**Ausgangstext**
---------------
Endlich einmal voranzugehen beim Fußball-Bundesligisten Hannover 96: In diesen Genuss kam am Mittwoch Carlitos. Der Langzeitverletzte hatte aber auch die kürzeste Anreise ins Trainingslager der „Roten“. Er kam direkt aus der portugiesischen Hauptstadt Lissabon, seiner Heimat, wo er das langwierige Rehabilitationstraining nach seinem Kreuzbandriss und darauf folgenden Knieproblemen absolvierte. Gut 300 Kilometer Autofahrt – so stand er im Robinson Club Quinta da Ria rund zwei Stunden vor seinen Teamkollegen auf der Matte, die von Hannover via Palma de Mallorca nach Faro geflogen waren und dort vom vorausgefahren Mannschaftsbus abgeholt wurden.
Ob Carlitos indes sportlich ein Vorreiter werden und endlich bei 96 seinen Ansprüchen gerecht werden kann, ist so schnell nicht zu beantworten. Nur wenn der Wiedereinstieg in die intensive Trainingsbelastung ohne eine erneute schmerzliche Reaktion des Knies gelingt, kann er das schaffen. Nach den Weihnachtstagen bei der Familie ist sein Motto für die Rückrundenvorbereitung deshalb klar: „Ich habe Verletzungen satt und freue mich total auf Fußball und Hannover. Wann ich wieder voll dabei sein werde, das hängt auch von den Ärzten ab. Aber mein Knie fühlt sich derzeit gut an“, sagte der Mittelfeldspieler.
Zur Begrüßung für Carlitos und den Rest des Teams sollte es an der Algarve eigentlich Wasser, Orangensaft und warme Worte vom Quinta-da-Ria-Chef Andreas Oltrogge geben. Doch das mit einer halben Stunde Verspätung eingetroffene Team hatte es eilig. Nach einem leichten Snack von Küchenchef Michael Mühlbauer ging es gleich weiter zur ersten Trainingseinheit noch am Abend unter Flutlicht.
---------------
**Datenabschnitt**
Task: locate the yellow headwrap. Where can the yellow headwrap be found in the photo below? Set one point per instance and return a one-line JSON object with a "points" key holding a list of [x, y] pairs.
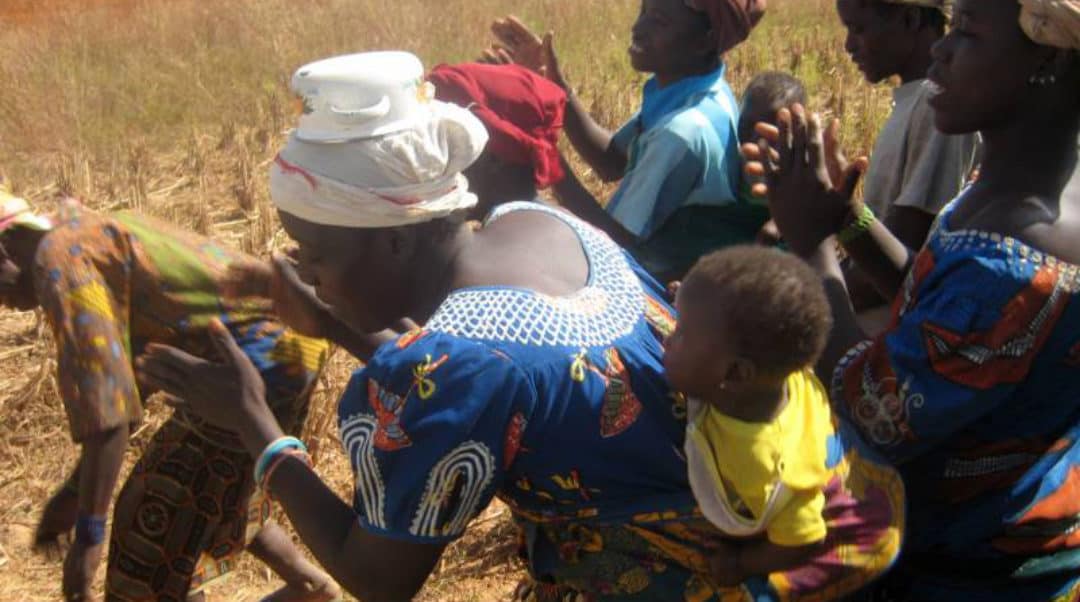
---------------
**Aufgaben**
• 1. Schreiben Sie den Abschnitt des Ausgangstexts zwischen „Ob Carlitos indes“ und „sagte der Mittelfeldspieler.“, beide eingeschlossen, buchstabengetreu ab.
• 2. Stimmen diese Aussagen mit dem Ausgangstext überein? Beantworten Sie jede mit Ja oder Nein und zitieren Sie die ausschlaggebenden Worte des Textes wörtlich.
(a) Carlitos reiste aus Lissabon ins Trainingslager an.
(b) Die Mannschaft traf pünktlich an der Algarve ein.
(c) Die erste Trainingseinheit fand am nächsten Morgen statt.

**Lösungen**
• 1.
Ob Carlitos indes sportlich ein Vorreiter werden und endlich bei 96 seinen Ansprüchen gerecht werden kann, ist so schnell nicht zu beantworten. Nur wenn der Wiedereinstieg in die intensive Trainingsbelastung ohne eine erneute schmerzliche Reaktion des Knies gelingt, kann er das schaffen. Nach den Weihnachtstagen bei der Familie ist sein Motto für die Rückrundenvorbereitung deshalb klar: „Ich habe Verletzungen satt und freue mich total auf Fußball und Hannover. Wann ich wieder voll dabei sein werde, das hängt auch von den Ärzten ab. Aber mein Knie fühlt sich derzeit gut an“, sagte der Mittelfeldspieler.

• 2.
(a) Ja: „Er kam direkt aus der portugiesischen Hauptstadt Lissabon, seiner Heimat“
(b) Nein: „Doch das mit einer halben Stunde Verspätung eingetroffene Team hatte es eilig.“
(c) Nein: „ging es gleich weiter zur ersten Trainingseinheit noch am Abend unter Flutlicht“